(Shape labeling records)
------------------------------

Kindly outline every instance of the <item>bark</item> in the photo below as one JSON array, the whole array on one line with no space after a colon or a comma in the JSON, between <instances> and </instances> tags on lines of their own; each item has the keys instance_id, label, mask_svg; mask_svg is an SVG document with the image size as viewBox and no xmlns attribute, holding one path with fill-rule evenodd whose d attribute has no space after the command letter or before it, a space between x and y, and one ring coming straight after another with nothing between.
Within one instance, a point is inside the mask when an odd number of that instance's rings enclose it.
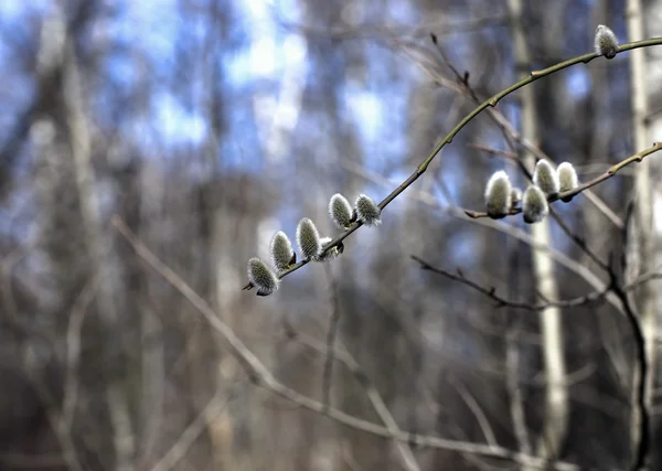
<instances>
[{"instance_id":1,"label":"bark","mask_svg":"<svg viewBox=\"0 0 662 471\"><path fill-rule=\"evenodd\" d=\"M521 0L509 0L514 43L514 57L517 67L517 79L528 76L531 72L531 53L524 33ZM535 109L534 89L526 87L521 90L521 129L522 137L531 142L538 142L538 125ZM535 158L531 153L522 154L525 165L533 170ZM532 237L540 244L552 246L549 220L531 226ZM542 250L533 251L533 268L536 291L544 299L558 299L558 287L554 278L552 259ZM564 357L563 325L560 310L547 308L540 312L542 330L542 349L545 368L545 407L543 415L542 437L536 452L545 459L558 457L568 426L568 393L565 385L566 364Z\"/></svg>"}]
</instances>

------------------------------

— TASK DETAILS —
Reproduce all the records verbatim, excluding images.

— FULL RESPONSE —
Kindly outline every instance of the <item>bark</item> in the photo below as one JSON array, the whole array on one line with no space after a colon or a comma in the JSON, between <instances> and </instances> tags on lines of their own; each item has the keys instance_id, label, mask_svg; mask_svg is an SVG document with the image size as viewBox and no xmlns attribute, holding one path with fill-rule evenodd whose d attribute has no space after the command letter or before it, a space between x and y, and one ring coming straight after another with nothing between.
Within one instance, a point is inside the mask when an odd number of that instance's rings enclose it.
<instances>
[{"instance_id":1,"label":"bark","mask_svg":"<svg viewBox=\"0 0 662 471\"><path fill-rule=\"evenodd\" d=\"M521 0L509 0L514 43L514 57L517 67L517 79L528 76L531 72L531 53L524 33ZM535 109L534 89L526 87L521 90L521 129L522 137L531 142L538 142L538 125ZM535 158L531 153L522 154L525 165L533 170ZM532 237L540 244L552 246L549 220L531 226ZM542 250L533 251L533 268L536 291L544 299L558 299L558 287L554 278L552 259ZM564 357L563 325L560 310L547 308L540 312L542 330L542 349L545 368L545 407L543 415L542 437L536 452L545 459L558 457L568 426L568 393L565 385L566 364Z\"/></svg>"}]
</instances>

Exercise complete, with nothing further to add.